# Text block start

# Can you provide feedback for my proposed irrigation?



## turfnsurf (Apr 29, 2020)

With the help of @Wiley , I am ready to buy parts and set up my irrigation. With his guidance, I have a good start.

I also lucked up and found a manager at a Site One who said that if I bring my survey and a diagram of the property with various measurements, he would help me get a sense of the layout of the sprinklers as well as let me know what parts I needed.

Here is a link from an earlier thread that is a walkaround of my property.

It's looking like I will 5-6 stations, so at this point, I know I will need:

-brass Y splitter/connectors
-4 port timers
-female hose swivel barbed
-poly pipe
-backflow preventers
-landscaping stakes to stake the poly pipe to the ground (up against bricks)

*Is there anything that you can think of that I should be mindful to ask the guy when he helps me?*
Are there any particular parts that you would recommend that I consider? I am going for convenience, so if you have any recommendations for the timers or any other parts, that would be great. I've always been recommended Hunter PGJ and Rainbird RVANs, but I am open to any considerations.

*Any opinions on what to keep in mind with these trenching this area?*


----------



## Di3soft (Jun 13, 2020)

@turfnsurf are you planning to run sprinklers off your spigot with water timers?

If you are not ignore my comments, if you are keep reading

I tried to set up a zone with 4 r-vans. running 1" polypipe. I could not get pressure or flow to work. It turned out to be the timer and spliters that dropped flow to less that 6.gpm. so it wouldnt work. I ended up building my own hacky valves that are controller by a cheap wifi controller. used 1" pvc and flow and pressure sky rocketed.


----------



## turfnsurf (Apr 29, 2020)

Di3soft said:


> @turfnsurf are you planning to run sprinklers off your spigot with water timers?
> 
> If you are not ignore my comments, if you are keep reading
> 
> I tried to set up a zone with 4 r-vans. running 1" polypipe. I could not get pressure or flow to work. It turned out to be the timer and spliters that dropped flow to less that 6.gpm. so it wouldnt work. I ended up building my own hacky valves that are controller by a cheap wifi controller. used 1" pvc and flow and pressure sky rocketed.

# Text block end
# Data provided start

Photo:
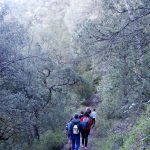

# Data provided end

Objectives:
1. In the irrigation thread above, which two sprinkler options has turfnsurf always been recommended?
2. Condense the paragraph of the irrigation thread that begins "I also lucked up" into a single shorter sentence that keeps its main facts.
3. Carry the irrigation thread on from the point where it stops.

Expected results:
1. Hunter PGJ and Rainbird RVANs.

2. A Site One manager offered to help work out the sprinkler layout and the parts needed if turfnsurf brings the property survey and a diagram with measurements.

3.
@Di3soft yes that sounds like my intention. I wonder why your timer and splitters dropped the flow.

Does that mean that my proposed setup will do the same?


----------



## Di3soft (Jun 13, 2020)

@turfnsurf most likely as they all restrict flow pretty badly mine went from 11gpm to under 6. What size poly pipe were you going to run? and I do you know your static pressure and gpm from the hose bib you were planning on using?

This was my thread about the fiasco https://thelawnforum.com/viewtopic.php?f=5&t=20874


----------



## turfnsurf (Apr 29, 2020)

Di3soft said:


> @turfnsurf most likely as they all restrict flow pretty badly mine went from 11gpm to under 6. What size poly pipe were you going to run? and I do you know your static pressure and gpm from the hose bib you were planning on using?
> 
> This was my thread about the fiasco https://thelawnforum.com/viewtopic.php?f=5&t=20874


I am looking at using 1" poly pipe.
My static pressure (per my municipality) is 65.
My GPM is 10.

I don't know the relationship between those in terms of my flow.


----------



## Di3soft (Jun 13, 2020)

Flow in 1" pipe won't be affected it's the pressure loss but 1" you should see very minimal drop in pressure.


----------



## Di3soft (Jun 13, 2020)

Also read through the irrigation tutorial link in the stickies thread


----------



## turfnsurf (Apr 29, 2020)

Di3soft said:


> @turfnsurf are you planning to run sprinklers off your spigot with water timers?
> 
> If you are not ignore my comments, if you are keep reading
> 
> I tried to set up a zone with 4 r-vans. running 1" polypipe. I could not get pressure or flow to work. It turned out to be the timer and spliters that dropped flow to less that 6.gpm. so it wouldnt work. I ended up building my own hacky valves that are controller by a cheap wifi controller. used 1" pvc and flow and pressure sky rocketed.


@Di3softI am learning terminology so I had a question about your setup.

It looks like you head a leader hose connected to your hose bibb. Did you need a connector/adapter or does it screw right on?

Also, did you need a connector/adapter to connect the leader hose to that white valve? And what is that white valve called?

Is the longer hoses (orange and black) your two zones?


----------



## Di3soft (Jun 13, 2020)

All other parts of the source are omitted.